## Exercises:
1. In the health and sanitation text, which section of Article II of the 1987 Philippine Constitution is cited for the State's duty to protect and promote the right to health?
2. Repeat word for word the stretch of the health and sanitation text from "Health and Sanitation" through "harmony of nature.".
#### Source extract
Health and Sanitation Program for Learners

Health is a precious trust from God, to safeguard it as best we can is part of the stewardship of life. Article II (Declaration of Principles and State Policies) of the 1987 Philippine Constitution provides, among others that the State… shall protect and promote the right to health of the people and instill health consciousness among them (Section 22); protect and advance “the right of the people to a balanced and healthful ecology in accordance with the rhythm and harmony of nature.

The provision of health sanitation is a key development intervention – without it, our society will be dominated with a life without dignity. Simply having access to sanitation increases health, well-being and economic productivity. Inadequate sanitation impacts individuals, households, communities and countries. Despite its importance, achieving real gains in sanitation coverage has been slow. Scaling up and increasing the effectiveness of investments in sanitation need to be accelerated to meet the ambitious targets agreed at by the WHO-UNICEF. Achieving the internationally agreed targets for sanitation and hygiene poses a significant challenge to the global community and can only be accomplished if action is taken now. Low-cost, appropriate technologies are available. Effective program management approaches have been developed. Political will and concerted actions by all stakeholders can improve the lives of millions of people in the immediate future.
########
#### Data to examine
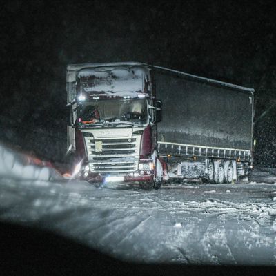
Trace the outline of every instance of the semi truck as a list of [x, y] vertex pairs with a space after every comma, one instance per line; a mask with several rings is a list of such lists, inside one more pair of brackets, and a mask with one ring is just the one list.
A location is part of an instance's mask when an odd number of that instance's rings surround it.
[[67, 66], [73, 175], [232, 183], [253, 167], [254, 90], [138, 62]]

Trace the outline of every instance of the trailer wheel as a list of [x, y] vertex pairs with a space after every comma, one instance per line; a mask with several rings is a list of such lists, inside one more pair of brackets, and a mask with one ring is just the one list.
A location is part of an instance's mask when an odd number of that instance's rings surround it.
[[224, 168], [223, 164], [221, 163], [216, 168], [215, 171], [215, 183], [221, 184], [224, 183]]
[[233, 180], [234, 170], [232, 164], [230, 164], [227, 168], [226, 180], [226, 183], [232, 183]]
[[210, 161], [208, 164], [208, 175], [207, 175], [207, 179], [210, 183], [213, 183], [214, 181], [214, 172], [215, 172], [214, 163]]

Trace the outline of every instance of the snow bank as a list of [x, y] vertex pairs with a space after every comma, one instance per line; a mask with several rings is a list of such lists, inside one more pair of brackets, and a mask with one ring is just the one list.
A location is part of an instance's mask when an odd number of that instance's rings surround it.
[[[35, 165], [32, 164], [33, 159], [0, 144], [0, 177], [43, 181], [62, 179], [54, 168]], [[42, 161], [41, 163], [42, 165], [49, 164]]]

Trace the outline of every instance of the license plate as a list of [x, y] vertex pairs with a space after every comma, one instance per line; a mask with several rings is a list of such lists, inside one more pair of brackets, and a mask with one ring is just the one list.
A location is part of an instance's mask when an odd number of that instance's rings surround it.
[[95, 152], [102, 152], [103, 151], [103, 143], [101, 141], [95, 141]]

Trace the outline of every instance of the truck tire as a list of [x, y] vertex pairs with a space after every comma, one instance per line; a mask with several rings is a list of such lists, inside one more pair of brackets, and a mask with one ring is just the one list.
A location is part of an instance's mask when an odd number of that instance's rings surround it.
[[153, 181], [153, 188], [155, 190], [160, 188], [163, 180], [163, 168], [159, 159], [156, 159], [156, 176]]
[[224, 165], [220, 163], [215, 166], [215, 183], [221, 184], [224, 180]]
[[234, 168], [232, 163], [230, 163], [227, 168], [227, 171], [225, 175], [225, 179], [226, 183], [232, 183], [233, 180]]
[[215, 167], [214, 167], [214, 163], [213, 161], [210, 161], [208, 164], [207, 170], [208, 170], [207, 180], [210, 183], [213, 183], [214, 182]]
[[155, 188], [155, 182], [141, 182], [140, 187], [145, 190], [151, 190]]

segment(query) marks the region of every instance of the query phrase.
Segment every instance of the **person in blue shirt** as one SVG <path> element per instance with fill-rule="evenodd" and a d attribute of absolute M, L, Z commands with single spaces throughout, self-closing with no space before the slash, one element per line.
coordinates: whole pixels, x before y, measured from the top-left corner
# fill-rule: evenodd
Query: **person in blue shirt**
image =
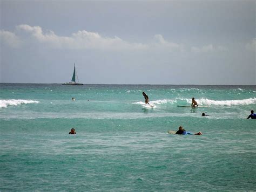
<path fill-rule="evenodd" d="M 191 133 L 187 132 L 186 131 L 186 130 L 184 129 L 183 127 L 182 127 L 181 126 L 179 126 L 179 130 L 177 131 L 176 134 L 178 135 L 193 135 L 193 134 L 192 134 Z M 198 132 L 195 133 L 194 135 L 203 135 L 203 134 L 201 132 Z"/>
<path fill-rule="evenodd" d="M 254 113 L 254 112 L 253 111 L 253 110 L 251 111 L 251 115 L 248 116 L 247 119 L 248 119 L 250 118 L 252 118 L 252 119 L 256 119 L 256 114 Z"/>
<path fill-rule="evenodd" d="M 142 94 L 143 95 L 143 96 L 144 96 L 145 103 L 146 104 L 150 105 L 149 102 L 149 97 L 146 94 L 146 93 L 145 93 L 145 92 L 142 93 Z"/>

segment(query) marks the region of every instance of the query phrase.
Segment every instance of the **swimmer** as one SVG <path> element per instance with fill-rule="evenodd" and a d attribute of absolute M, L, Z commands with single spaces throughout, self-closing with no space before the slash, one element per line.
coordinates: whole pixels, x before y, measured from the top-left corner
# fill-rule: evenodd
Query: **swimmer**
<path fill-rule="evenodd" d="M 196 101 L 196 100 L 194 100 L 194 98 L 192 98 L 192 104 L 191 104 L 191 106 L 192 106 L 193 107 L 197 107 L 197 106 L 198 106 L 197 102 Z"/>
<path fill-rule="evenodd" d="M 77 134 L 77 133 L 76 133 L 76 130 L 75 130 L 75 129 L 72 128 L 71 130 L 70 130 L 70 132 L 69 132 L 69 134 L 71 135 L 75 135 L 75 134 Z"/>
<path fill-rule="evenodd" d="M 186 131 L 186 130 L 184 129 L 183 127 L 182 127 L 181 126 L 179 126 L 179 130 L 177 131 L 176 134 L 178 135 L 185 135 L 186 134 L 187 134 L 188 135 L 193 135 L 191 133 L 187 132 Z M 199 132 L 198 133 L 195 133 L 194 135 L 203 135 L 203 134 L 202 133 Z"/>
<path fill-rule="evenodd" d="M 147 95 L 146 94 L 146 93 L 145 93 L 145 92 L 142 93 L 142 94 L 143 95 L 143 96 L 144 96 L 145 103 L 146 104 L 150 105 L 149 102 L 149 97 L 147 97 Z"/>
<path fill-rule="evenodd" d="M 256 114 L 254 113 L 254 111 L 253 110 L 251 111 L 251 114 L 248 116 L 247 119 L 252 118 L 252 119 L 256 119 Z"/>

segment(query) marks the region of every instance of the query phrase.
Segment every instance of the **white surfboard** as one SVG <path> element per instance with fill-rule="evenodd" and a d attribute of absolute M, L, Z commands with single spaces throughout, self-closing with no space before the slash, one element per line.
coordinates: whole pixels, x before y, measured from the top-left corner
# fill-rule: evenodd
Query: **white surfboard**
<path fill-rule="evenodd" d="M 205 106 L 205 105 L 199 105 L 197 107 L 193 107 L 191 105 L 178 105 L 178 107 L 208 107 L 209 106 Z"/>
<path fill-rule="evenodd" d="M 142 105 L 142 106 L 144 107 L 146 107 L 146 108 L 155 108 L 157 106 L 154 105 L 154 104 L 144 104 L 144 105 Z"/>

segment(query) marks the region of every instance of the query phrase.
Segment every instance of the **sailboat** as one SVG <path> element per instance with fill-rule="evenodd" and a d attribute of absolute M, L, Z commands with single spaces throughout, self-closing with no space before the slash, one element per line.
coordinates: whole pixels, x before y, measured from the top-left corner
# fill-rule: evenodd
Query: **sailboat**
<path fill-rule="evenodd" d="M 83 84 L 79 84 L 76 82 L 76 76 L 77 77 L 77 80 L 78 78 L 76 72 L 76 64 L 74 64 L 74 72 L 73 73 L 73 76 L 72 77 L 71 81 L 70 83 L 66 83 L 65 84 L 63 84 L 63 85 L 83 85 Z"/>

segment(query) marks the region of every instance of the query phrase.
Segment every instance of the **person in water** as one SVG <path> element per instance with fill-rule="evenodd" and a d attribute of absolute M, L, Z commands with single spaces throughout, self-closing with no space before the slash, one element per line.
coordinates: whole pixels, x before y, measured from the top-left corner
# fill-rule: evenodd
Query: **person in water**
<path fill-rule="evenodd" d="M 69 134 L 71 134 L 71 135 L 75 135 L 75 134 L 77 134 L 77 133 L 76 133 L 76 130 L 75 130 L 75 129 L 72 128 L 71 130 L 70 130 L 70 132 L 69 132 Z"/>
<path fill-rule="evenodd" d="M 192 104 L 191 104 L 191 106 L 192 106 L 193 107 L 197 107 L 197 106 L 198 106 L 197 102 L 196 101 L 196 100 L 194 100 L 194 98 L 192 98 Z"/>
<path fill-rule="evenodd" d="M 143 96 L 144 96 L 145 103 L 146 104 L 150 105 L 150 104 L 149 102 L 149 97 L 146 94 L 146 93 L 145 93 L 145 92 L 142 93 L 142 94 L 143 95 Z"/>
<path fill-rule="evenodd" d="M 191 133 L 186 131 L 186 130 L 183 129 L 183 127 L 182 127 L 181 126 L 179 126 L 179 130 L 176 132 L 176 134 L 178 135 L 193 135 Z M 203 135 L 203 134 L 202 133 L 199 132 L 198 133 L 195 133 L 194 135 Z"/>
<path fill-rule="evenodd" d="M 256 114 L 254 113 L 254 111 L 253 110 L 251 111 L 251 114 L 248 116 L 247 119 L 250 118 L 252 118 L 252 119 L 256 119 Z"/>

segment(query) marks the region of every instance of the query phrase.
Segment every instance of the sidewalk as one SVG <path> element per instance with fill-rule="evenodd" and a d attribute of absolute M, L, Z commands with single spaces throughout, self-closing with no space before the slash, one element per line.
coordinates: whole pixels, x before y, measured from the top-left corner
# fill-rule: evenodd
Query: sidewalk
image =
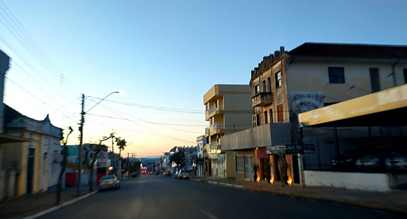
<path fill-rule="evenodd" d="M 280 182 L 275 182 L 274 184 L 269 184 L 264 180 L 254 182 L 216 178 L 194 178 L 191 179 L 201 182 L 216 182 L 219 183 L 219 185 L 224 186 L 230 186 L 231 184 L 235 185 L 238 185 L 235 187 L 240 187 L 242 189 L 258 192 L 320 199 L 349 204 L 371 208 L 407 213 L 407 190 L 393 190 L 389 192 L 379 192 L 328 187 L 306 187 L 305 190 L 303 190 L 301 185 L 297 184 L 293 185 L 286 185 L 285 187 L 283 187 Z"/>
<path fill-rule="evenodd" d="M 83 187 L 82 192 L 87 194 L 89 187 Z M 93 191 L 98 187 L 93 187 Z M 62 192 L 61 204 L 77 198 L 77 188 L 65 188 Z M 56 192 L 44 192 L 0 202 L 0 218 L 23 218 L 55 206 Z"/>

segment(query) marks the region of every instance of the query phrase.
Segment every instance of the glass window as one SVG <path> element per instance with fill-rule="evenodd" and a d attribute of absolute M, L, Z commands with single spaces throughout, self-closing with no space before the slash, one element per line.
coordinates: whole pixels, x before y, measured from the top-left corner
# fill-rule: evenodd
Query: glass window
<path fill-rule="evenodd" d="M 281 86 L 281 72 L 276 73 L 276 88 Z"/>
<path fill-rule="evenodd" d="M 345 83 L 344 68 L 342 67 L 330 67 L 328 68 L 329 83 Z"/>
<path fill-rule="evenodd" d="M 236 155 L 236 171 L 238 173 L 244 173 L 243 155 Z"/>

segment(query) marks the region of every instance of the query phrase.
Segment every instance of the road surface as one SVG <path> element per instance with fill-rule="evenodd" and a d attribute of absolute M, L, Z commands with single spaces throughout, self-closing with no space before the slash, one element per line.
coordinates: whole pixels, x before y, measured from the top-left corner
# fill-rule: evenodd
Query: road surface
<path fill-rule="evenodd" d="M 41 218 L 403 218 L 406 215 L 161 175 L 122 182 Z"/>

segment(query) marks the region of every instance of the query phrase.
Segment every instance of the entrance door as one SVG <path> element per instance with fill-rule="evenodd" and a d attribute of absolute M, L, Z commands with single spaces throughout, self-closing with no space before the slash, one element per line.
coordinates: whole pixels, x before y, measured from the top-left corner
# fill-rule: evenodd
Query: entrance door
<path fill-rule="evenodd" d="M 34 182 L 34 158 L 35 149 L 28 149 L 28 161 L 27 162 L 27 194 L 32 193 L 32 184 Z"/>
<path fill-rule="evenodd" d="M 292 172 L 294 175 L 294 183 L 299 183 L 299 166 L 298 166 L 298 157 L 292 155 Z"/>
<path fill-rule="evenodd" d="M 270 159 L 261 159 L 261 169 L 263 170 L 263 178 L 267 178 L 267 164 L 270 163 Z"/>
<path fill-rule="evenodd" d="M 211 161 L 210 160 L 208 161 L 208 167 L 209 167 L 209 175 L 212 175 L 212 166 L 211 165 Z"/>
<path fill-rule="evenodd" d="M 274 156 L 274 178 L 276 181 L 280 181 L 281 180 L 281 175 L 280 173 L 280 169 L 278 168 L 278 166 L 280 166 L 280 156 Z"/>

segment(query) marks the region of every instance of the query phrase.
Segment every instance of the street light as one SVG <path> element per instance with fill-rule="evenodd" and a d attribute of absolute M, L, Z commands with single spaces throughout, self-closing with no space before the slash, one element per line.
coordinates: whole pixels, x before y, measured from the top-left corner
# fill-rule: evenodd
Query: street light
<path fill-rule="evenodd" d="M 82 152 L 83 152 L 83 150 L 84 150 L 83 138 L 84 138 L 84 124 L 85 123 L 84 115 L 85 115 L 85 114 L 89 112 L 91 109 L 92 109 L 94 107 L 96 107 L 98 104 L 99 104 L 101 102 L 103 101 L 103 100 L 106 99 L 111 94 L 116 93 L 118 93 L 120 95 L 122 95 L 124 93 L 123 91 L 112 92 L 112 93 L 109 93 L 109 95 L 105 96 L 103 99 L 102 99 L 101 101 L 98 102 L 98 103 L 96 103 L 92 107 L 91 107 L 91 109 L 89 109 L 89 110 L 88 110 L 86 112 L 84 112 L 84 109 L 85 109 L 85 95 L 82 93 L 82 112 L 81 112 L 81 123 L 79 124 L 80 124 L 79 131 L 81 132 L 81 135 L 80 135 L 80 140 L 79 140 L 79 147 L 78 148 L 79 162 L 79 166 L 78 166 L 78 187 L 77 187 L 77 196 L 80 196 L 82 191 L 82 162 L 83 162 L 83 153 Z M 93 182 L 91 182 L 93 183 Z"/>

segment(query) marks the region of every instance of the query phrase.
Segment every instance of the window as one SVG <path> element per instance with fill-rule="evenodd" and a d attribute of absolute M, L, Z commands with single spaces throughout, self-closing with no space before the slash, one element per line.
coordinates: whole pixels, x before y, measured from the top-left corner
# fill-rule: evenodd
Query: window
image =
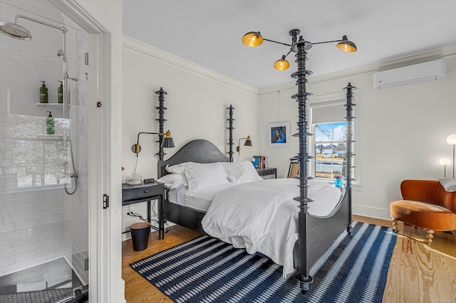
########
## Task-by-task outputs:
1. Section 22

2.
Health and Sanitation Program for Learners

Health is a precious trust from God, to safeguard it as best we can is part of the stewardship of life. Article II (Declaration of Principles and State Policies) of the 1987 Philippine Constitution provides, among others that the State… shall protect and promote the right to health of the people and instill health consciousness among them (Section 22); protect and advance “the right of the people to a balanced and healthful ecology in accordance with the rhythm and harmony of nature.